### [Given request]
How many lines in the data below contain the word "painted"? Reply with the number alone.

### [Material shown]
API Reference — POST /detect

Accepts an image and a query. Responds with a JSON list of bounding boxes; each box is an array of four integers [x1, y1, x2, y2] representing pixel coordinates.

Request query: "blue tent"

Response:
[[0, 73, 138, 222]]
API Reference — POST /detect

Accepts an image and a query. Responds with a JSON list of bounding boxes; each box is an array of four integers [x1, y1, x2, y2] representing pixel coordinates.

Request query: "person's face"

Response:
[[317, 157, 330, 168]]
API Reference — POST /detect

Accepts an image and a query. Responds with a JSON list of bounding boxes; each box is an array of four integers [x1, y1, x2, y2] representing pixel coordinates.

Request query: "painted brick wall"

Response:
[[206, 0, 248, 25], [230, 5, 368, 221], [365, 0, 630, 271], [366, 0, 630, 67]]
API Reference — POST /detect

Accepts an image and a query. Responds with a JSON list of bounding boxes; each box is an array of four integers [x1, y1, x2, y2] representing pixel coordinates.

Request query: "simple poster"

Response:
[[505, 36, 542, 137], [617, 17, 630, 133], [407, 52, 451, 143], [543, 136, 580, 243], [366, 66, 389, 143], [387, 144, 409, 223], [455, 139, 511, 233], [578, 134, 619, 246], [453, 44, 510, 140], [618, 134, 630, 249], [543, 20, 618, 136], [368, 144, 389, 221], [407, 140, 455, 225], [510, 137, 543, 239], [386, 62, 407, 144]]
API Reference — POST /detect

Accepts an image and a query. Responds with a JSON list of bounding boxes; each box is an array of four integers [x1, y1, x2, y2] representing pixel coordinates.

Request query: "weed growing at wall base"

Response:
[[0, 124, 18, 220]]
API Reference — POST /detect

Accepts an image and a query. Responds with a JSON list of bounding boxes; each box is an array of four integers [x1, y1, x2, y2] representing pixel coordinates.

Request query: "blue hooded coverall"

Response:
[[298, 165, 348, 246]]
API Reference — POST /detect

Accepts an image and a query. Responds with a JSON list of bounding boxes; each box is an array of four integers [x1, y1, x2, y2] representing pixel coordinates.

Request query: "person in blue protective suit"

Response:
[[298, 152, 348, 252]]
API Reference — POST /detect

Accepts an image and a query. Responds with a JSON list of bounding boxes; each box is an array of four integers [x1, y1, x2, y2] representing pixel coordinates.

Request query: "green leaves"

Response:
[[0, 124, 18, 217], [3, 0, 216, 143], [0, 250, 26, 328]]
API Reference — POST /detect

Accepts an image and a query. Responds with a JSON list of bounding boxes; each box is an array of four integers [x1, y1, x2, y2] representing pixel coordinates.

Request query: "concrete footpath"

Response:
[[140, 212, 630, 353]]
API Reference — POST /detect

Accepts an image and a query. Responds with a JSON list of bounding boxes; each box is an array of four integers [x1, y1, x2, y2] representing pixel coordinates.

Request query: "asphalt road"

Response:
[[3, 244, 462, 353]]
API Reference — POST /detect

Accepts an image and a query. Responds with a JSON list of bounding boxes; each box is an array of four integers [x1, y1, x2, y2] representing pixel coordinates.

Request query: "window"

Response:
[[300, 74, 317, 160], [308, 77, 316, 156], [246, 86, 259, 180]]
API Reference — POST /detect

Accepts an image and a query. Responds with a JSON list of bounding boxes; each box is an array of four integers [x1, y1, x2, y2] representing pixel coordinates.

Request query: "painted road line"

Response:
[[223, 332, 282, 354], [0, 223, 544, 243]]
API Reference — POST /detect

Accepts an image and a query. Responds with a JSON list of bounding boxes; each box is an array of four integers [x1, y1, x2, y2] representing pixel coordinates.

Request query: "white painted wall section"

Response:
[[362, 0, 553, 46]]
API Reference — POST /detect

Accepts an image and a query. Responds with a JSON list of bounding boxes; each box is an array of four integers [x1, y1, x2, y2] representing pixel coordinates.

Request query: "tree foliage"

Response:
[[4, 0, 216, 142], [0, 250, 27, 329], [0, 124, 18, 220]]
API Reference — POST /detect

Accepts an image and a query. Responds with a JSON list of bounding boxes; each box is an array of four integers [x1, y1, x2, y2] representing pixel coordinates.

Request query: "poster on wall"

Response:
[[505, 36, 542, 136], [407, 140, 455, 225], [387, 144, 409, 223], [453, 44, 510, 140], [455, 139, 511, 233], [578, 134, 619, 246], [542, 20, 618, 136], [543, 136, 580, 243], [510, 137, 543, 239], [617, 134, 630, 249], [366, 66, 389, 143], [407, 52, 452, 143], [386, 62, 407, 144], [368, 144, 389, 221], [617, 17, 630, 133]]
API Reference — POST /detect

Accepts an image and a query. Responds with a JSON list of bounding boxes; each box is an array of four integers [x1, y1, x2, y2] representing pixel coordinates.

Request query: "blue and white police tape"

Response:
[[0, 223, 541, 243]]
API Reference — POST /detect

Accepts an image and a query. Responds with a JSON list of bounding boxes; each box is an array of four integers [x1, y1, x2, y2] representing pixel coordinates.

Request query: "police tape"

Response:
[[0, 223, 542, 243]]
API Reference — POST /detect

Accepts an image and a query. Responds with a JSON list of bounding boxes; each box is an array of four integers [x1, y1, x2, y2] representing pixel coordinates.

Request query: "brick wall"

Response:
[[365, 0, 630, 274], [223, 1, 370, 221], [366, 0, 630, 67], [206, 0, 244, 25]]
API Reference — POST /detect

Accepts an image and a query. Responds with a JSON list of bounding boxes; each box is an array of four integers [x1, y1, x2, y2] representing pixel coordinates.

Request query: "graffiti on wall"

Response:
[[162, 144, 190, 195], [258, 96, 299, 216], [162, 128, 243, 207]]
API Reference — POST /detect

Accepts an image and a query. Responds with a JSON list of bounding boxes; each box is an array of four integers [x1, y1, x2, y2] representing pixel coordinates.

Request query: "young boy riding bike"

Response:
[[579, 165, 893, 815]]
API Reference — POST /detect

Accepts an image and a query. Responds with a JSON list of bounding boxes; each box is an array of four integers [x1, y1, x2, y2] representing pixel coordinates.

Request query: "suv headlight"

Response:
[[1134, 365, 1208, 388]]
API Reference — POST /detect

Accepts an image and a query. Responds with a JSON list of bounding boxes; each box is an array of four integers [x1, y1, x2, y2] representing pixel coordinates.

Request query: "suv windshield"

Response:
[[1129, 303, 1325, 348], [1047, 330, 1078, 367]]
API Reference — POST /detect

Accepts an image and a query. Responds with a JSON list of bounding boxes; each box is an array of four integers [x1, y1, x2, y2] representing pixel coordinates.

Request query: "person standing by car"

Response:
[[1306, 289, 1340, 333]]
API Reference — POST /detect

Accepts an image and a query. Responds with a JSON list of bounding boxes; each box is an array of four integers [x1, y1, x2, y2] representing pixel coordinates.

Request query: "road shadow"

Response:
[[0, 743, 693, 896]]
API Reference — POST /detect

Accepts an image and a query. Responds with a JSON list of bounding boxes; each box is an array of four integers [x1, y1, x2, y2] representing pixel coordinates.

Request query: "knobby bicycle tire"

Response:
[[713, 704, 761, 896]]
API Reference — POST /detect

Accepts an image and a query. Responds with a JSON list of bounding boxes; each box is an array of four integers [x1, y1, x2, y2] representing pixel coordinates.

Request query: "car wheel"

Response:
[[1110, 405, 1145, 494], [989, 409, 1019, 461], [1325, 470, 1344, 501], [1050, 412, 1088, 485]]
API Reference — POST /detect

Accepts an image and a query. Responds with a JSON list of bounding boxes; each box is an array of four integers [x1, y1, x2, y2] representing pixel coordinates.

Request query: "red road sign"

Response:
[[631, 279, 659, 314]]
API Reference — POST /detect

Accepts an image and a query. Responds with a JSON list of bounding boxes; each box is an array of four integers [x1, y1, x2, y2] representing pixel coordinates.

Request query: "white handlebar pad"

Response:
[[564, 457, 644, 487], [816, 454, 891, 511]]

### [The completed task]
3